> PASSAGE PROVIDED

6. If the Council takes the view that there are matters of that kind which are material to the planning application, then it is for members to give such weight to those matters as they consider appropriate in the exercise of their planning judgment, subject to basic constraints in public law terms including that they must act rationally and fairly. It is, in principle, open to Council members to take the view that relevant impacts on equality are of such concern that they outweigh other considerations in the planning balance such that planning permission should be refused on grounds of those impacts. There is no reason in law why members should not give decisive weight to equalities considerations, nor any reason why they may not give very low weight to them.
7. Members should be conscious that if they refuse planning permission they would be departing from the recommendation of officers who, expressing their professional judgment in the officer report, have recommended that the application should be granted planning permission. I note that that recommendation was made prior to the more detailed consideration of equalities impacts which has now been undertaken. I note that the officer report has been updated inter alia to take account of equalities issues, but despite acknowledging that the weight given to such matters is for members, the recommendation remains to grant planning permission. If members do depart from the officer recommendation, they should carefully consider, and in my view (though there is no statutory obligation to do so) should seek to articulate brief reasons for departing from the officer decision so as to assist officers in drafting any formal reason for refusal. Members should be conscious that any decision to refuse planning permission might be appealed to the Secretary of State. An appeal might be decided at an inquiry given the controversy and scale of objection. At inquiry a planning inspector would form his or her own independent judgment on the planning balance. The Council would need to defend its decision, and in circumstances where members had departed from the recommendation of officers, it would be appropriate for members themselves to give evidence and to explain at an inquiry the judgment they had reached and the evidential basis of the concerns which had informed that judgment. If the Inspector considered that the decision to refuse planning permission that was not properly supported by evidence or had not been reasonably open to the Council, he might award costs against the Council.

> SUPPLIED INFORMATION
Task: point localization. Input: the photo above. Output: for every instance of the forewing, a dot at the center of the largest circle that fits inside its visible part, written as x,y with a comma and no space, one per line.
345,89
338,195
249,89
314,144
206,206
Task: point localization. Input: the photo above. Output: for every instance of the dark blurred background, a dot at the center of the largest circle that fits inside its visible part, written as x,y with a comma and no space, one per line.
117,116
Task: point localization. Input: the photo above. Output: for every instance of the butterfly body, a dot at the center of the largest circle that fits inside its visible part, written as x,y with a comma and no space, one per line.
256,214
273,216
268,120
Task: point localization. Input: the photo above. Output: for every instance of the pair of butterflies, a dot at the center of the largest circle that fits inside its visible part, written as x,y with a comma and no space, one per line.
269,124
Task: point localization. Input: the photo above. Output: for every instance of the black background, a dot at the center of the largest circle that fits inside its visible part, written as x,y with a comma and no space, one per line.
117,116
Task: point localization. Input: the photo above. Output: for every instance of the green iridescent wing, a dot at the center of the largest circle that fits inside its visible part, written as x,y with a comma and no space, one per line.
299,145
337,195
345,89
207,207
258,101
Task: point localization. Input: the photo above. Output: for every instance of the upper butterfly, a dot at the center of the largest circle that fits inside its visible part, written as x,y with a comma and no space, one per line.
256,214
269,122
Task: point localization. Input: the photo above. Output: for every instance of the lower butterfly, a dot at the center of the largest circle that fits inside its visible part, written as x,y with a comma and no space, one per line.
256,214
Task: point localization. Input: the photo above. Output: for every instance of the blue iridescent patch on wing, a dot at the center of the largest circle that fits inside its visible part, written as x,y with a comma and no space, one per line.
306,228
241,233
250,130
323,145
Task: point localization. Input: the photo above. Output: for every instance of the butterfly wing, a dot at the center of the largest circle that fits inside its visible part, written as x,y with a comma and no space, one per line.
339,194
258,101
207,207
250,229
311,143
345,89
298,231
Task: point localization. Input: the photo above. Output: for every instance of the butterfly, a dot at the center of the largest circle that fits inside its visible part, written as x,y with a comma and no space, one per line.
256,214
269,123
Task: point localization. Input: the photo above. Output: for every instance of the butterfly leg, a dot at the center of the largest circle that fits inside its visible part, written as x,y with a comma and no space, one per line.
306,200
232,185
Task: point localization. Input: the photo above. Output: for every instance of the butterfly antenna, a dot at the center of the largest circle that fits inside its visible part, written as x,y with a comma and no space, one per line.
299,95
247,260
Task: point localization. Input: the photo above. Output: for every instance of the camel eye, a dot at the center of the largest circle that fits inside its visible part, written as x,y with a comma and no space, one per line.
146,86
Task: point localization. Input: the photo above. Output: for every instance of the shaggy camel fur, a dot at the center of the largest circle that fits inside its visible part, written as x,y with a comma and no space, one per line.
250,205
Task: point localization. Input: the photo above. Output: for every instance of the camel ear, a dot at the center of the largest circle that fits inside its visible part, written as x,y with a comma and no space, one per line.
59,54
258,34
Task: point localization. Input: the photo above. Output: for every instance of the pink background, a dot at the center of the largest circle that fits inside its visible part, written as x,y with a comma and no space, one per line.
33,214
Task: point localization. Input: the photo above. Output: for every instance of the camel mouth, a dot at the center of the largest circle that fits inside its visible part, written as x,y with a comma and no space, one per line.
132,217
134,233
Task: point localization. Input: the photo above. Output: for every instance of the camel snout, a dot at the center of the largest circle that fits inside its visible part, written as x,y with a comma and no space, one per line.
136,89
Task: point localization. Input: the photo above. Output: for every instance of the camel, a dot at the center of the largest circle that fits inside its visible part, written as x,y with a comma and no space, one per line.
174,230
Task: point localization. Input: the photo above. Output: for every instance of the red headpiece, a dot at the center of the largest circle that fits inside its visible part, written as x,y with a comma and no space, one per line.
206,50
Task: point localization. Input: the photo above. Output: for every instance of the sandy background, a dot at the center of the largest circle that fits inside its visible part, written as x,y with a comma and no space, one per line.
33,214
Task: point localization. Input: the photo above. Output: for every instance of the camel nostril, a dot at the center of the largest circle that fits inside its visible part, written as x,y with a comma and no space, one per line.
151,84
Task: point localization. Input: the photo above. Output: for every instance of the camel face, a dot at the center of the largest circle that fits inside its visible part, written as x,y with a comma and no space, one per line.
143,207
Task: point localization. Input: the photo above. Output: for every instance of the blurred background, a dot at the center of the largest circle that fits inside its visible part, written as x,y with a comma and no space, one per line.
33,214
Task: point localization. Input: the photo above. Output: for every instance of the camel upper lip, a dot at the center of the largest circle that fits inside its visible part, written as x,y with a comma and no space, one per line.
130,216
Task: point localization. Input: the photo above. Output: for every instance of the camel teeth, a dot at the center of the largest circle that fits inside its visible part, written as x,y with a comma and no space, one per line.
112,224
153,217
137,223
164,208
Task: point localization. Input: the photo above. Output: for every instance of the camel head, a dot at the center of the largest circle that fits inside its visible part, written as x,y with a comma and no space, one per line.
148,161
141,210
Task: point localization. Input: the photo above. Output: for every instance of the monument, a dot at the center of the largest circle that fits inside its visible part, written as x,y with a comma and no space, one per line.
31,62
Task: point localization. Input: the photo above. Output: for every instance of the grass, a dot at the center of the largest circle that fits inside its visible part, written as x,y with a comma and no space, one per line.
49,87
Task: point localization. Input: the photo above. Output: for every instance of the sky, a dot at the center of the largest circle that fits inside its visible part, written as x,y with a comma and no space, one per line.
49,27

> GIVEN PROBLEM
Can you resume the advice on the Council's planning decision and equality impacts, writing on from its final sentence?

> ANSWER FOR THE TASK
Detailed Advice
8. Section 38(6) of the Planning and Compulsory Purchase Act 2004 provides that:
“If regard is to be had to the development plan for the purpose of any determination to be made under the planning Acts the determination must be made in accordance with the plan unless material considerations indicate otherwise.”
Section 70(2) of the Town and Country Planning Act 1990 requires that the Council, in dealing with an application for planning permission, to have regard to the provisions of the development plan, so far as material to the application, and to any other material considerations.
9. Section 149 of the Equality Act 2010 provides:
(1) A public authority must, in the exercise of its functions, have due regard to the need to—
(a) eliminate discrimination, harassment, victimisation and any other conduct that is prohibited by or under this Act;
(b) advance equality of opportunity between persons who share a relevant protected characteristic and persons who do not share it;
(c) foster good relations between persons who share a relevant protected characteristic and persons who do not share it
Officer Advice
10. Members have the benefit of a Committee Report prepared by planning officers and a “General Equality Impact Assessment Form” dated 30 April 2024 which has been prepared by five officers including those responsible for equality and diversity and for planning.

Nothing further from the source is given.